— BEGIN —

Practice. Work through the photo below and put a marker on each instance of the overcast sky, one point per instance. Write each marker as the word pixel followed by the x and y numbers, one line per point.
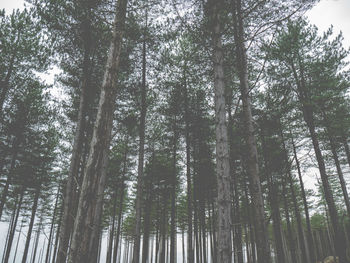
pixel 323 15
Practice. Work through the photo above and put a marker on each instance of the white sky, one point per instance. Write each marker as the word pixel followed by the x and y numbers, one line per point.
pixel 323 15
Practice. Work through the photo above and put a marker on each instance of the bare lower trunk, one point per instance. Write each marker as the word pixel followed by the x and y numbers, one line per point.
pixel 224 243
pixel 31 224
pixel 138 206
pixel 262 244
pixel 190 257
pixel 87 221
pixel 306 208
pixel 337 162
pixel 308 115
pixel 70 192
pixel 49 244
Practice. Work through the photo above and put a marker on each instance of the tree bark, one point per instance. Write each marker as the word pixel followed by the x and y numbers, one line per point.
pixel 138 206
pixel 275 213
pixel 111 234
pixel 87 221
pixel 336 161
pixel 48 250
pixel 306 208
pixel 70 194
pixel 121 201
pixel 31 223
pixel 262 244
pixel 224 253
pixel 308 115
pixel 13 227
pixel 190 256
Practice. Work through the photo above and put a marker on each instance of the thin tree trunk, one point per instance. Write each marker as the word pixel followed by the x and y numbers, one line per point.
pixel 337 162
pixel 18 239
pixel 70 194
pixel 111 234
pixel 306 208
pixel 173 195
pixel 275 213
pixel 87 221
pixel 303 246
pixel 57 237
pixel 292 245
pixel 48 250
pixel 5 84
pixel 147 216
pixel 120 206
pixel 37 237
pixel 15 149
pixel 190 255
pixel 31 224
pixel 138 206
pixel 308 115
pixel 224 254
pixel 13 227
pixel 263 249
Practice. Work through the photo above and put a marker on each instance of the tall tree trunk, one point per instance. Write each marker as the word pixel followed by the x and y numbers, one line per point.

— END —
— BEGIN —

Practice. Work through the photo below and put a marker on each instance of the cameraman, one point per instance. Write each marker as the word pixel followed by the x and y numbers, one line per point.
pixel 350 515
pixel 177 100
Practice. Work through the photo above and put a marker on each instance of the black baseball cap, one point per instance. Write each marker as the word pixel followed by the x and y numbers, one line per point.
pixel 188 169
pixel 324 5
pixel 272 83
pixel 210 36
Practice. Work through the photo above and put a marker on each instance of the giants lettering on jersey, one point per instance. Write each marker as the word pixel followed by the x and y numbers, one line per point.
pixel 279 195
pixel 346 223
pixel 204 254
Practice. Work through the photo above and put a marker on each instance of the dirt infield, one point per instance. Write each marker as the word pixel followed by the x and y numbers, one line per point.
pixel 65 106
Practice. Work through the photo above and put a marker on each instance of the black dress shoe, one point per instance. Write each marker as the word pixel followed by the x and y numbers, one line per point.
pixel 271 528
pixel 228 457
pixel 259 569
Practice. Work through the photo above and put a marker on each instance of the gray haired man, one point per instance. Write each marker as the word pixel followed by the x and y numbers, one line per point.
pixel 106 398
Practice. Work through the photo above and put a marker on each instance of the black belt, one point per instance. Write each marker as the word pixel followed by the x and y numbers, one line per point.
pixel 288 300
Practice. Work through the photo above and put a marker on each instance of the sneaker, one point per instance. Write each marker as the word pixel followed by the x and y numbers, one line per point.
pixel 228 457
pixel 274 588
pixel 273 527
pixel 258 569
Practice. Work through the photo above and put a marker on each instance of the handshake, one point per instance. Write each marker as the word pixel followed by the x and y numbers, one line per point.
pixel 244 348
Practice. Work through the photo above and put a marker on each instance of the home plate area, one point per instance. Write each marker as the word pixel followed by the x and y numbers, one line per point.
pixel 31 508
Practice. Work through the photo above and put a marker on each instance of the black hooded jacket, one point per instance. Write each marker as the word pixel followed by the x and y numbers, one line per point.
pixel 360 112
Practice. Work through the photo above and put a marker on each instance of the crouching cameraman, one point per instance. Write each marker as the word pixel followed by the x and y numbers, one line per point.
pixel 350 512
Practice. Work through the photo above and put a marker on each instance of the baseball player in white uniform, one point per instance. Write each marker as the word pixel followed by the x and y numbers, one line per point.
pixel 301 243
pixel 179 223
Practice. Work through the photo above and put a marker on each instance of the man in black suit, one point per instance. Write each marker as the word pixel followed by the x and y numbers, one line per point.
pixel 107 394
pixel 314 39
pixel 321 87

— END —

- _Given problem_:
Render the records from the line with "of the crouching" up to and including the line with "pixel 350 512" as a two-column CSV with the columns input and output. Use one row per record, and put each value in a single quoted field with line breaks replaced by spaces.

- _Exercise answer_:
input,output
"Practice. Work through the photo above and put a marker on each instance of the crouching cameraman, one point per instance. Write each marker as the word pixel followed by the x and y numbers, one line per point.","pixel 350 512"